§ **YOUR INSTRUCTIONS**
Give the listing from the line with "Find every instance of the bare" to the line with "<point>427,427</point>" as a Markdown table with the columns Row and Line. Number each line and leave out blank lines.

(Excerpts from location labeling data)

···

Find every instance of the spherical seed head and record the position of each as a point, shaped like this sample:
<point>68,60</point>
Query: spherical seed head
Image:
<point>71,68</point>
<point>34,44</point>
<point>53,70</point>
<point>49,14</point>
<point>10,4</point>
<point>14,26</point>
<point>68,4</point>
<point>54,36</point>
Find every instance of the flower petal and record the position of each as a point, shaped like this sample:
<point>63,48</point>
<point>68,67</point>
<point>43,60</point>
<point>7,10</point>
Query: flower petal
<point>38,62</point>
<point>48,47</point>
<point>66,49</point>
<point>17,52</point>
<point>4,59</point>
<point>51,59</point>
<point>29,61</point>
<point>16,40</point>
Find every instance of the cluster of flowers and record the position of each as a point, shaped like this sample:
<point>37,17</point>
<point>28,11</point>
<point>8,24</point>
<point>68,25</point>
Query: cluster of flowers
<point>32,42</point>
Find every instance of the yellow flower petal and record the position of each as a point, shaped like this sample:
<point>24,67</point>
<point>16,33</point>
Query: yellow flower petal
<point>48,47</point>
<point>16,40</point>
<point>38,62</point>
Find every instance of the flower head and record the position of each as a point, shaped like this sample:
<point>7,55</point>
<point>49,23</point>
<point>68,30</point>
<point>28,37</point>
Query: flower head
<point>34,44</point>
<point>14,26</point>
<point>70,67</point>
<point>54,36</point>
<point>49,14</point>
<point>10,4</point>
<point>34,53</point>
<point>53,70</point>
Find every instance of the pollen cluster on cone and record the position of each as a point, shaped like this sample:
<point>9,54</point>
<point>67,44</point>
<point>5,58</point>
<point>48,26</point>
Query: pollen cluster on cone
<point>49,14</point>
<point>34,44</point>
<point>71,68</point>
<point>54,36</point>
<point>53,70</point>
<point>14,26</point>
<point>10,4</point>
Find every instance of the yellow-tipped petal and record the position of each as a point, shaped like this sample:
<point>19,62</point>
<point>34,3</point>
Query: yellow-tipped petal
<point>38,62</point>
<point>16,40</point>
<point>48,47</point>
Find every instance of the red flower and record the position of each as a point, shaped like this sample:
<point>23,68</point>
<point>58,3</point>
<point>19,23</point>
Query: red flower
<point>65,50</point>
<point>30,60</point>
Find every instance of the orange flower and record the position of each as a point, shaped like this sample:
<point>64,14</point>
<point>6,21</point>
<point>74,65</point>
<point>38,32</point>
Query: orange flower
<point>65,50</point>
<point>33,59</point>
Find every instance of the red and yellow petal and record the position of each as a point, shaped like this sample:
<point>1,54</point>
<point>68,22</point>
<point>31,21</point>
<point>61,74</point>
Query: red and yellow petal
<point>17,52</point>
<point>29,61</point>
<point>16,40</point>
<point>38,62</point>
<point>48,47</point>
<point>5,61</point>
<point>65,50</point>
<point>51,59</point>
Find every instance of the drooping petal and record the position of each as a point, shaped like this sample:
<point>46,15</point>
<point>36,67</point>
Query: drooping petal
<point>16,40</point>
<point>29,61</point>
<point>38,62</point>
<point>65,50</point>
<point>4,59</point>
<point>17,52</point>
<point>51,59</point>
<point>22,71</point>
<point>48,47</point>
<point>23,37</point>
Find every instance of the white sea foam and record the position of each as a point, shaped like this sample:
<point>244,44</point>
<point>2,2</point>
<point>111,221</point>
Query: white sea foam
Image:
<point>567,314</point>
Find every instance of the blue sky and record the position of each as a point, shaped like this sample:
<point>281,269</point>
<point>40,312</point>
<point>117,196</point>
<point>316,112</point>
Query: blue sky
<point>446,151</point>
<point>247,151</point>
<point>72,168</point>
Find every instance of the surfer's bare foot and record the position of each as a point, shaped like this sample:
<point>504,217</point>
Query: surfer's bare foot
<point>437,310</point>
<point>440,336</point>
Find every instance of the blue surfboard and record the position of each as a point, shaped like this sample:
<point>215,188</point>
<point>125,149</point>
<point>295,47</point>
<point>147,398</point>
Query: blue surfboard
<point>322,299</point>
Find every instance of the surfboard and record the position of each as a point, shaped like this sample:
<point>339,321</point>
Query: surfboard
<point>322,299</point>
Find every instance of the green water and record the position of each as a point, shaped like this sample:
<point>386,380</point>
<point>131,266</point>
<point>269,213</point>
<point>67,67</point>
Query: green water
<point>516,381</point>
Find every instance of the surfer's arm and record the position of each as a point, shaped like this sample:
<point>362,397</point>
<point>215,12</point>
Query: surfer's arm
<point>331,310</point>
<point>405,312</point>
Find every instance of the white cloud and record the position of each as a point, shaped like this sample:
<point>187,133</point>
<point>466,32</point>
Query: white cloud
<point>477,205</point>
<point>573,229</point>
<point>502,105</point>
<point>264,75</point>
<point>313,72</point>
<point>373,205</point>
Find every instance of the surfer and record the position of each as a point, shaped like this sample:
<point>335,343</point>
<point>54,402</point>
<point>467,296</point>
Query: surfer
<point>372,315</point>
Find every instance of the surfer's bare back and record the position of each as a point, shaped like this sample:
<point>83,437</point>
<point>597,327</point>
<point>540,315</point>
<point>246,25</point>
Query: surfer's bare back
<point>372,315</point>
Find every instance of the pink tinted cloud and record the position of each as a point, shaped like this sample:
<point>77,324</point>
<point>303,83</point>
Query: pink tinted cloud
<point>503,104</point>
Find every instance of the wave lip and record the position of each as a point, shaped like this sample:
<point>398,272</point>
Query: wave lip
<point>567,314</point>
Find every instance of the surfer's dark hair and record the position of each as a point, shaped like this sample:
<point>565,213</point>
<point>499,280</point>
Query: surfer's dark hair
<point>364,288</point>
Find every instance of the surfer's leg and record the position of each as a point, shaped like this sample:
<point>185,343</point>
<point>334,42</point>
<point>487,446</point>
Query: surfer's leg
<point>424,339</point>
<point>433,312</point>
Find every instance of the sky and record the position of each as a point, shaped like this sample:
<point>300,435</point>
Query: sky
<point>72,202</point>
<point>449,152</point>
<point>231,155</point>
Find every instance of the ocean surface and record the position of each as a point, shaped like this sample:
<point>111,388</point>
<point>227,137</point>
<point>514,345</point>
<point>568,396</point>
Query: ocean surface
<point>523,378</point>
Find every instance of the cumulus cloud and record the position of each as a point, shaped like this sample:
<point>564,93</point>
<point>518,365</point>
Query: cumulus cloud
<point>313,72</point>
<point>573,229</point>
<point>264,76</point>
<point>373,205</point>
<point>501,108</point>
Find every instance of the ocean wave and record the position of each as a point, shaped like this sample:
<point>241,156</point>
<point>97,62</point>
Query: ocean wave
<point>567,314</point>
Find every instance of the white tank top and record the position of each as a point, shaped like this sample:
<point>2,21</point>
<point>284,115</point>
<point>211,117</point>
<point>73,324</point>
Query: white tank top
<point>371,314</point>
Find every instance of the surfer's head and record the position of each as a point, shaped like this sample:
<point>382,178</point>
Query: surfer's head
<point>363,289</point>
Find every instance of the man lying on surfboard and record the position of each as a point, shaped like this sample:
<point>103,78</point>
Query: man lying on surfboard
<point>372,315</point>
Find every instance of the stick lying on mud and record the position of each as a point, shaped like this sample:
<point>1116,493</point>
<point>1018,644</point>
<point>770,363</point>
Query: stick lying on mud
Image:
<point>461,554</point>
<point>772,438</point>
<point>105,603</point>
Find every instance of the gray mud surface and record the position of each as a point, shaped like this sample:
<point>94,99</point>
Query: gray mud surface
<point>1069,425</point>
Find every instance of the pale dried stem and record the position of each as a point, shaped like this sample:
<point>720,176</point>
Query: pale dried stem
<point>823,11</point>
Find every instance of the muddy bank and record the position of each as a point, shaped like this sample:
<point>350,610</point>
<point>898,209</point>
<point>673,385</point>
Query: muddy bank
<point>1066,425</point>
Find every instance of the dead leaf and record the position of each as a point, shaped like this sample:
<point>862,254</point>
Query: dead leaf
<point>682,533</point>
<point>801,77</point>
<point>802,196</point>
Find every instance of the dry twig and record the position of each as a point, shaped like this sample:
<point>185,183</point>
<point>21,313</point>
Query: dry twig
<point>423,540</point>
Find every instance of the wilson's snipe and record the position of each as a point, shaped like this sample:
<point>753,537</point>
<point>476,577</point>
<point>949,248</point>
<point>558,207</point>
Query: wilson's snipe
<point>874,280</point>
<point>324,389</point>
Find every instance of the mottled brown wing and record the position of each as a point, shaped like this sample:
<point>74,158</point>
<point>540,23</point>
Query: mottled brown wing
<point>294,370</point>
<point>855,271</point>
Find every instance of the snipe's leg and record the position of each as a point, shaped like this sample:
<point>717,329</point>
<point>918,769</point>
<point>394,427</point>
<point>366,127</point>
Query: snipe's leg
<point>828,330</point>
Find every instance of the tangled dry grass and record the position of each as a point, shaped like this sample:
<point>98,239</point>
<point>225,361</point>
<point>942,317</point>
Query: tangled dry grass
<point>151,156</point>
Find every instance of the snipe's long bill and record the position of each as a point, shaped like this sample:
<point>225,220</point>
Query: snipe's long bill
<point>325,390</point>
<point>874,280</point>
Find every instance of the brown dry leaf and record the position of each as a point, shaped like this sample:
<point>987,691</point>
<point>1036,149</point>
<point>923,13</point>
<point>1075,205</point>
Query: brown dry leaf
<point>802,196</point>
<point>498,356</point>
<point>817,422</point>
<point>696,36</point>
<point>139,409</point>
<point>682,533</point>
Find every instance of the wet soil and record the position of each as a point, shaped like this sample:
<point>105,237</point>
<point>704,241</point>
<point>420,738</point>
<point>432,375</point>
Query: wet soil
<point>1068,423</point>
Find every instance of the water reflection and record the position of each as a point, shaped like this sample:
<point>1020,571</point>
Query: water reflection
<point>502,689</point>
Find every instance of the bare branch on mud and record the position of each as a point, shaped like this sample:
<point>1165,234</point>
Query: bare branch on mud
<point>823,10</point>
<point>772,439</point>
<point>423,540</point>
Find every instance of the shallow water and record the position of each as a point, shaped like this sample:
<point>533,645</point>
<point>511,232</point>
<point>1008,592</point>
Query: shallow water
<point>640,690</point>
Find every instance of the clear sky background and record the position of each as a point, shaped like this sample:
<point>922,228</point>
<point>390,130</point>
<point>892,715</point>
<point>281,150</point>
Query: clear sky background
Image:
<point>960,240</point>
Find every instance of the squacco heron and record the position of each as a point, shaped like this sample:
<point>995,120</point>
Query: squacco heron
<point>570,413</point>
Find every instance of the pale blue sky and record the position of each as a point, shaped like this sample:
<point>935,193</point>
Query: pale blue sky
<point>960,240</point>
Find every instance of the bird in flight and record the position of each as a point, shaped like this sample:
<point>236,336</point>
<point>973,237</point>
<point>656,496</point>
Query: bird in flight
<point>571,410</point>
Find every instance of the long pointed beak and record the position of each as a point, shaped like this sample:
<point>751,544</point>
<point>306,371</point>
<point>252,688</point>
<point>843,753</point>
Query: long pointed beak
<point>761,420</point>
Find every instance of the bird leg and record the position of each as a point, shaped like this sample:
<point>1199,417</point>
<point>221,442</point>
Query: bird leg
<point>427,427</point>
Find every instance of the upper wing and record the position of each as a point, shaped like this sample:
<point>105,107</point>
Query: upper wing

···

§ **ANSWER**
| Row | Line |
|---|---|
| 1 | Find every instance of the bare branch on mud and record the position of each as a point, shaped like this sample: |
| 2 | <point>1165,234</point> |
| 3 | Query: bare branch on mud |
| 4 | <point>823,10</point> |
| 5 | <point>772,439</point> |
| 6 | <point>423,540</point> |
| 7 | Find every instance of the shallow water and record the position of each as a point, shaped like this sample: |
| 8 | <point>533,645</point> |
| 9 | <point>511,232</point> |
| 10 | <point>1008,592</point> |
| 11 | Query: shallow water |
| 12 | <point>640,690</point> |
| 13 | Find every instance of the clear sky background and record the position of each as a point, shaped like this sample: |
| 14 | <point>922,228</point> |
| 15 | <point>390,130</point> |
| 16 | <point>892,715</point> |
| 17 | <point>281,150</point> |
| 18 | Query: clear sky background |
| 19 | Image: |
| 20 | <point>960,240</point> |
| 21 | Find every instance of the squacco heron and record the position of each as a point, shaped like this sample: |
| 22 | <point>995,120</point> |
| 23 | Query: squacco heron |
| 24 | <point>570,413</point> |
| 25 | Find every instance of the pale blue sky and record the position of each as a point, shaped like this sample: |
| 26 | <point>935,193</point> |
| 27 | Query: pale blue sky |
| 28 | <point>960,240</point> |
| 29 | Find every instance of the bird in flight and record the position of each as a point, shaped like this sample: |
| 30 | <point>236,336</point> |
| 31 | <point>973,237</point> |
| 32 | <point>656,496</point> |
| 33 | Query: bird in flight |
| 34 | <point>571,410</point> |
| 35 | Find every instance of the long pointed beak and record the position of each as a point, shaped like this sample: |
| 36 | <point>751,544</point> |
| 37 | <point>306,371</point> |
| 38 | <point>252,688</point> |
| 39 | <point>843,753</point> |
| 40 | Query: long pointed beak |
| 41 | <point>761,420</point> |
| 42 | Find every instance of the bird leg and record the position of each as a point, shaped like this sample: |
| 43 | <point>1199,417</point> |
| 44 | <point>221,442</point> |
| 45 | Query: bird leg |
| 46 | <point>427,427</point> |